** Aim **
Copy out the data below, changing every "snug" to "tight" and keeping everything else the same. Leave the pictures out.
— Start of Records supplied —
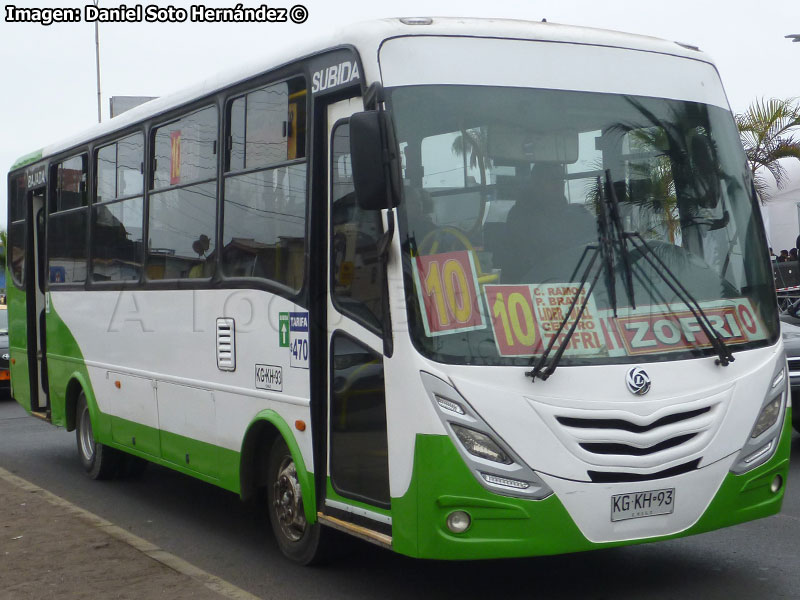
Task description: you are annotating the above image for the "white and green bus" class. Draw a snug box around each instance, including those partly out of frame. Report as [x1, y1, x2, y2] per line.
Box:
[7, 18, 791, 563]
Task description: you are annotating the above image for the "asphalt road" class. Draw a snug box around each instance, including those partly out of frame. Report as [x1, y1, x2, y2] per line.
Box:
[0, 400, 800, 600]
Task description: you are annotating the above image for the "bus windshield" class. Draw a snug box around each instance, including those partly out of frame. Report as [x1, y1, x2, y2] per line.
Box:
[389, 85, 778, 365]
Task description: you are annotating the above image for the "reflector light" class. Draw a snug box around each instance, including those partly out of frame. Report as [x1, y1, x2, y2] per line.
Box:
— End of Records supplied —
** Response to the task **
Task description: you are annotating the above image for the "white and green bus" class. Draw a tight box around each instance, including those partly out of frame. Report as [x1, y1, x2, y2] per line.
Box:
[7, 18, 791, 563]
Task description: you are annotating the above image for the "asphalt road" class. Draw a tight box around each instance, including those partly out of frame. Report as [x1, y1, x2, y2] per line.
Box:
[0, 400, 800, 600]
Task description: you are annotating the above image for the "bus windshield" class. Draw a tight box around each instance, including those partly out of frame. Report as [x1, y1, x2, y2] per line.
Box:
[389, 85, 778, 365]
Task description: you are annotating the above image for the "reflector light" class. Draw a tight box around each instance, including those partly out of frame. Report as [x1, y1, x2, y2] per line.
Box:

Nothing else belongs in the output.